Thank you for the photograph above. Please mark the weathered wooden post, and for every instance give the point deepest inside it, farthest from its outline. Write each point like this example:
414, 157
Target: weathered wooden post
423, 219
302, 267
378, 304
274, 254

> **TASK**
Write all of the records out exactly, including every line.

> **ANSWER BOX**
Thank you for the photograph above. Please mark the weathered wooden post, and for every instance give the point deepest inside it, farthest from its outline. Write each point like this example:
414, 157
Target: weathered wooden post
423, 219
302, 267
378, 304
274, 254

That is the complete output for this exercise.